++++ ARTICLE ++++

Abstract:
A live roller accumulator conveyor has a plurality of zones between its inlet and discharge ends which are arranged in groups. Each zone has a sensor which reacts to the presence of an article therein by deactuating the drive for the adjacent upstream zone in order to provide for accumulation of multiple articles on the conveyor. When the accumulated articles are to be discharged, however, these controls are overriden so that when the zone immediately downstream from a group of zones is cleared, the drives for all of the zones of the next upstream group are actuated simultaneously so that all of the group of articles accumulated therein advance in unison.

Description:
RELATED APPLICATION 
     This application is a continuation of application Ser. No. 119,817, filed Feb. 8, 1980, and now abandoned. 
    
    
     BACKGROUND OF THE INVENTION 
     A live roller accumulator conveyor commonly includes a plurality of zones along the length of the conveyor from the infeed to the discharge end thereof, with each zone including powered rollers adapted to receive an article from an immediately upstream zone and deliver it to an immediately downstream zone. A sensor associated with each zone responds, under normal conditions, to the presence of an article stopped therein by rendering inoperative the powered rollers in the zone immediately upstream therefrom. 
     In this manner, articles can back up from the discharge end toward the infeed end of the conveyor when a lead article is stopped in the discharge zone. The zones are successively deadened, i.e., the powered rollers therein are successively rendered inoperative, from the discharge end to the infeed end as successive articles are stopped in successive zones upstream from the discharge end. Once the article at the discharge end is removed, the zones are reactivated to move the articles along the conveyor again. Such conveyors, wherein the zones can be activated in sequence, are shown in Vogt et al U.S. Pat. No. 4,108,303 and Vogt U.S. Pat. No. 4,109,783. 
     When it is desired to discharge accumulated articles from a conveyor as shown in the Vogt et al patent, each successive article must vacate the particular zone wherein it had stopped before the article stopped in the next zone upstream therefrom will begin to move. Thus although a plurality of articles may be moving at the same time, adjacent articles will be separated by a distance substantially equal to the length of a zone. The purpose of the present invention is to provide an accumulator conveyor from which accumulated articles can be discharged in groups, with minimal spacing, if any, between the adjacent articles in each group.

++++ DATA SUPPLIED ++++

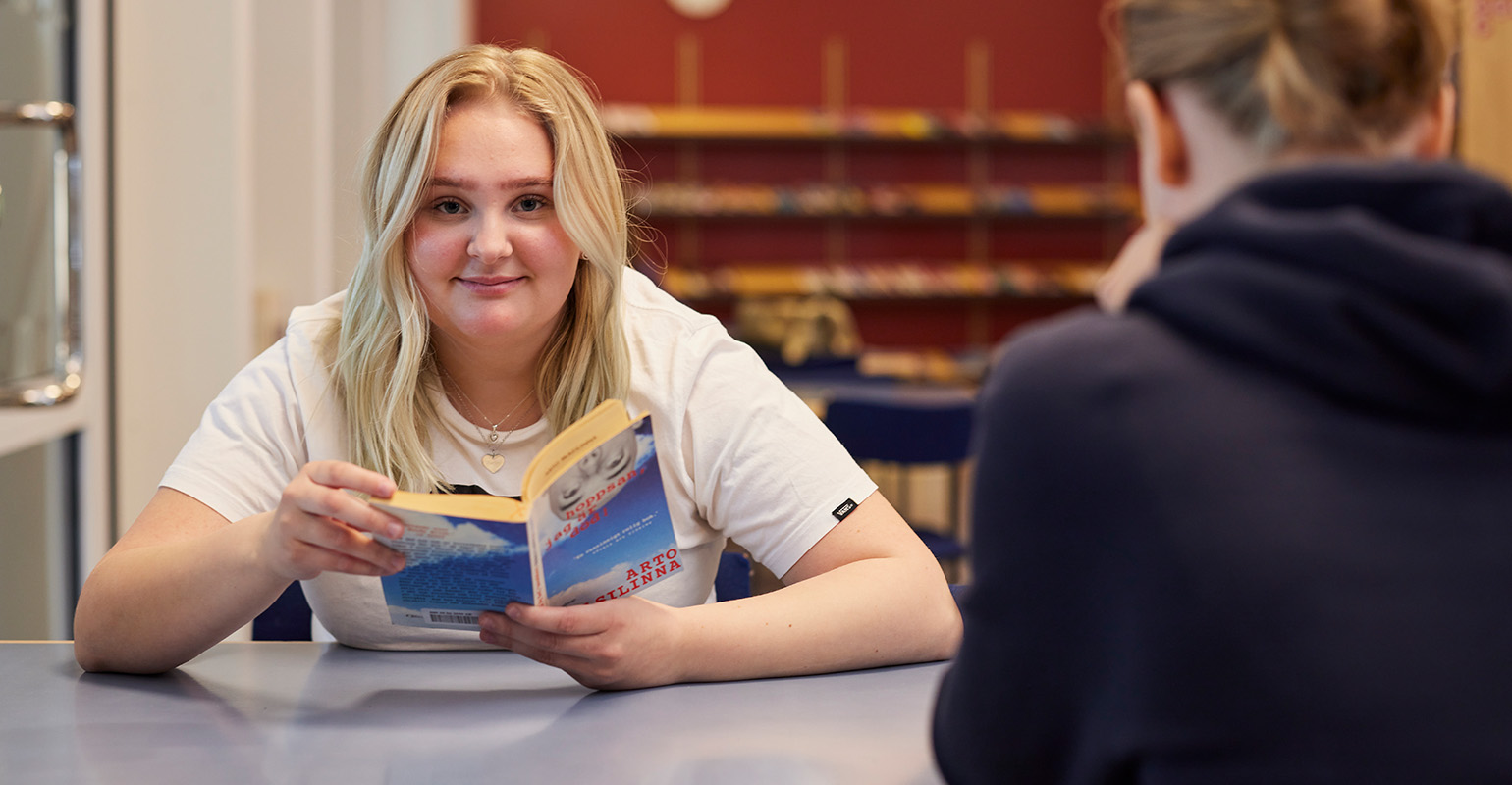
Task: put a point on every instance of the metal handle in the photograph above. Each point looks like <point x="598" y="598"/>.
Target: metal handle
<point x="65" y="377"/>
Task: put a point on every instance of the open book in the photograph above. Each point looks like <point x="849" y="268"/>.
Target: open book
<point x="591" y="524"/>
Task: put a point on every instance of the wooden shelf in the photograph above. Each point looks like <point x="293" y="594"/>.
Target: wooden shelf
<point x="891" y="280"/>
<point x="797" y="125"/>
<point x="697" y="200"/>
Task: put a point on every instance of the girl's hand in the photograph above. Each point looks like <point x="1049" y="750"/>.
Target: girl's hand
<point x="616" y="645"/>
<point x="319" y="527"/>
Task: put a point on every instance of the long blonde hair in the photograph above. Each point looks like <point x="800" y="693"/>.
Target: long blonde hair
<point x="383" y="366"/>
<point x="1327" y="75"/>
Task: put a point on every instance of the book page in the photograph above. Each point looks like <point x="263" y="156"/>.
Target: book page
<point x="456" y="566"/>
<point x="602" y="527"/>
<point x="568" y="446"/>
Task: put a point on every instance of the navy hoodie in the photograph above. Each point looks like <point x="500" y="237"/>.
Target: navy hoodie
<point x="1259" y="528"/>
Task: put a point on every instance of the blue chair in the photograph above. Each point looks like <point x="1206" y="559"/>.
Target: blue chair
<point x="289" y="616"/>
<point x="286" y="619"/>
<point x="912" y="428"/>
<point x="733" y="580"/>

++++

• [EXERCISE TASKS]
**A)** In the conveyor patent, condense the paragraph beginning "In this manner, articles can back up" into a short bulleted list that keeps its main facts.
**B)** Reproduce word for word the part of the conveyor patent that starts at "BACKGROUND OF THE" and ends with "immediately upstream therefrom.".
The listing has nothing to do with the conveyor patent.

• [RESPONSES PER TASK]
**A)**
- Articles back up from the discharge end toward the infeed end when a lead article is stopped in the discharge zone.
- As articles stop in successive zones upstream, those zones are deadened one after another (their powered rollers made inoperative), from the discharge end to the infeed end.
- Once the article at the discharge end is removed, the zones are reactivated and the articles move along again.
- Conveyors whose zones can be activated in sequence are shown in Vogt et al U.S. Pat. No. 4,108,303 and Vogt U.S. Pat. No. 4,109,783.

**B)**
BACKGROUND OF THE INVENTION 
     A live roller accumulator conveyor commonly includes a plurality of zones along the length of the conveyor from the infeed to the discharge end thereof, with each zone including powered rollers adapted to receive an article from an immediately upstream zone and deliver it to an immediately downstream zone. A sensor associated with each zone responds, under normal conditions, to the presence of an article stopped therein by rendering inoperative the powered rollers in the zone immediately upstream therefrom.